CONSIGNE: Reprenez la rédaction de l'article ci-dessous sur l'ouragan Melissa en Jamaïque, à la suite de sa dernière phrase.

TEXTE FOURNI:

L’ouragan Melissa laisse au moins 28 morts et un pays dévasté

  Avec des vents atteignant 300 km/h, le cyclone le plus puissant depuis 90 ans plonge l’île dans l’urgence humanitaire et relance l’appel à une mobilisation internationale face aux dérèglements climatiques.

Montrer le sommaire Cacher le sommaire

En Jamaïque, le choc et la stupeur dominent. L’île caribéenne tente encore de mesurer l’ampleur de la tragédie laissée par le passage de l’ouragan Melissa, qui a balayé le territoire avec des vents approchant les 300 km/h. Au moins 28 personnes ont perdu la vie, selon le dernier bilan communiqué par le Premier ministre Andrew Holness. Un chiffre provisoire, car les équipes de secours craignent de découvrir d’autres victimes dans les zones encore inaccessibles.

Au-delà des pertes humaines, cette tempête d’une violence exceptionnelle a dévasté des infrastructures essentielles, emporté des habitations et plongé des régions entières dans le silence, faute d’électricité et de communications. Pour ce pays déjà fragile économiquement, le désastre marque un coup d’arrêt brutal, ravivant les souvenirs des ouragans qui ont façonné son histoire récente — du tristement célèbre Gilbert en 1988 au plus récent Dean en 2007. Mais pour les autorités comme pour les Nations unies, une réalité s’impose déjà : Melissa représente un tournant.

MATÉRIEL:

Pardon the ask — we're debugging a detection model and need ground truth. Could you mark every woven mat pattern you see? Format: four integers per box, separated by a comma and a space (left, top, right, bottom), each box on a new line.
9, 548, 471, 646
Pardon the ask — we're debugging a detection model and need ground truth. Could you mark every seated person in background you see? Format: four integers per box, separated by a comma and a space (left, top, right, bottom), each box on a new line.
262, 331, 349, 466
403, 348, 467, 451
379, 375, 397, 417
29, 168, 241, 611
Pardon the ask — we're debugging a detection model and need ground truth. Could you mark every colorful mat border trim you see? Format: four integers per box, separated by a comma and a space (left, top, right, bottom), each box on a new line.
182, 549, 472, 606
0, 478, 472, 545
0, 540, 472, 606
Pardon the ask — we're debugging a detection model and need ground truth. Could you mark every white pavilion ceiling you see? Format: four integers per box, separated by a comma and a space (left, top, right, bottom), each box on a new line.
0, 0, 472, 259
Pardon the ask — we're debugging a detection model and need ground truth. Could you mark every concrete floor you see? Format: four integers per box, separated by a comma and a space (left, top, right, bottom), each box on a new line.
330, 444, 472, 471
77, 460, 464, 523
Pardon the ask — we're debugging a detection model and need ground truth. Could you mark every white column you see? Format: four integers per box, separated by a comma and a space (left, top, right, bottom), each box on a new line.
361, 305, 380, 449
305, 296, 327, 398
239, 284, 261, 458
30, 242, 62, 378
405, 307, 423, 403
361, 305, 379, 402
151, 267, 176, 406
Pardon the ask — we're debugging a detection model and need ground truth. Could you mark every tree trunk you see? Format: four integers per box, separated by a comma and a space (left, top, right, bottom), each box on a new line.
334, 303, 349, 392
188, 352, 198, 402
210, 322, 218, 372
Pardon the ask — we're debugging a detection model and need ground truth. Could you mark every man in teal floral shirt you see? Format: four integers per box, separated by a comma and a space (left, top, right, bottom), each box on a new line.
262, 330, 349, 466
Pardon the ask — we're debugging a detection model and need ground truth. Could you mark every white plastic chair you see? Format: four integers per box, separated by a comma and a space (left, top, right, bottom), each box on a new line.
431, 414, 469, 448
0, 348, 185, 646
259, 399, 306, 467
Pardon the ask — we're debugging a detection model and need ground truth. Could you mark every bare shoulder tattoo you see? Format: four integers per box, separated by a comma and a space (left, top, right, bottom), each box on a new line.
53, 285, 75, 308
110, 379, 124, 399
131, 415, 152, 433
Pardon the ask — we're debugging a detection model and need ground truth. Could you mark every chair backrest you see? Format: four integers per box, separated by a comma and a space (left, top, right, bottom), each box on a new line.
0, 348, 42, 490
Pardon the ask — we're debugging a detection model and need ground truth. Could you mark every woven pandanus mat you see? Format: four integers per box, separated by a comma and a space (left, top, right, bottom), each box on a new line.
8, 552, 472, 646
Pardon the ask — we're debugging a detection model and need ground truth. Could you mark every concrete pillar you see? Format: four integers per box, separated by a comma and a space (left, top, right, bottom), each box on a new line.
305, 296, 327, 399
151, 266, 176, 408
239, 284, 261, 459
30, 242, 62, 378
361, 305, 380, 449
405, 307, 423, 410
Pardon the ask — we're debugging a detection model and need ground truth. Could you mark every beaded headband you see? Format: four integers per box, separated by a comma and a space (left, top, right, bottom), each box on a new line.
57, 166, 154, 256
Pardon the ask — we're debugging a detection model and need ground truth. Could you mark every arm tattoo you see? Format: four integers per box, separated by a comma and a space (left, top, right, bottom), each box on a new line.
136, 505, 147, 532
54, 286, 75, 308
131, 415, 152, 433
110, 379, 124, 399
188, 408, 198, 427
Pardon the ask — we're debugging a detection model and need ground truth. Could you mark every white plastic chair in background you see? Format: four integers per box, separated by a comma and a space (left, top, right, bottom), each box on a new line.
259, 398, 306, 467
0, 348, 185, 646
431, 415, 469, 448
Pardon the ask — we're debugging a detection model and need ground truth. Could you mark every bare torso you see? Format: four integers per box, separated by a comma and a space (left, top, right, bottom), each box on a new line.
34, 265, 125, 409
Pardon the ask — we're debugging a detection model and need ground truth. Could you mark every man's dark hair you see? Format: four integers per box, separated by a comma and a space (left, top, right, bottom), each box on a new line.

RÉPONSE ATTENDUE:
Un ouragan historique et un bilan qui pourrait encore grimper

Mardi, lorsque Melissa touche terre sur la côte jamaïcaine, les services météorologiques la classent en catégorie 5, le niveau le plus élevé sur l’échelle de Saffir-Simpson. Avec des rafales flirtant avec les 300 km/h, il s’agit du cyclone le plus puissant à frapper l’île en près de 90 ans. Très vite, les images de toitures arrachées, de routes transformées en torrents et de quartiers entiers isolés font le tour du monde.


« Le gouvernement jamaïcain est profondément attristé de confirmer 28 décès liés à l’ouragan Melissa », annonce Andrew Holness sur les réseaux sociaux. Le dirigeant prévient toutefois que ce bilan pourrait s’alourdir : de nombreuses zones restent difficiles d’accès, et les autorités vérifient encore des signalements de disparitions. Les services d’urgence, mobilisés sans relâche, peinent à atteindre certaines communautés rurales encerclées par les inondations ou les glissements de terrain.

Une catastrophe régionale : Haïti, Cuba et les Caraïbes durement touchés

L’ouragan ne s’est pas contenté d’éprouver la Jamaïque. Avant et après son passage sur l’île, Melissa a ravagé plusieurs territoires des Caraïbes, causant près de 60 morts selon les estimations provisoires. Haïti, déjà en proie à une instabilité sociale et politique chronique, a vu des quartiers densément peuplés submergés et isolés. À Cuba, où le cyclone a frappé mercredi en catégorie 3, la situation demeure floue : les autorités n’ont pas encore communiqué de bilan humain, mais évoquent des millions de personnes affectées par les coupures d’électricité, les dégâts matériels et l’interruption des transports.

Dans ces territoires où les ressources publiques sont déjà limitées, la reconstruction s’annonce titanesque. Les systèmes de santé, fragilisés par les crises successives et le manque chronique d’investissements, peinent à absorber l’afflux de blessés. Pour éviter un effondrement sanitaire, l’Organisation mondiale de la Santé a déjà prévu, avec l’appui de pays partenaires comme l’Espagne, le Canada ou l’Inde, l’installation d’hôpitaux de campagne.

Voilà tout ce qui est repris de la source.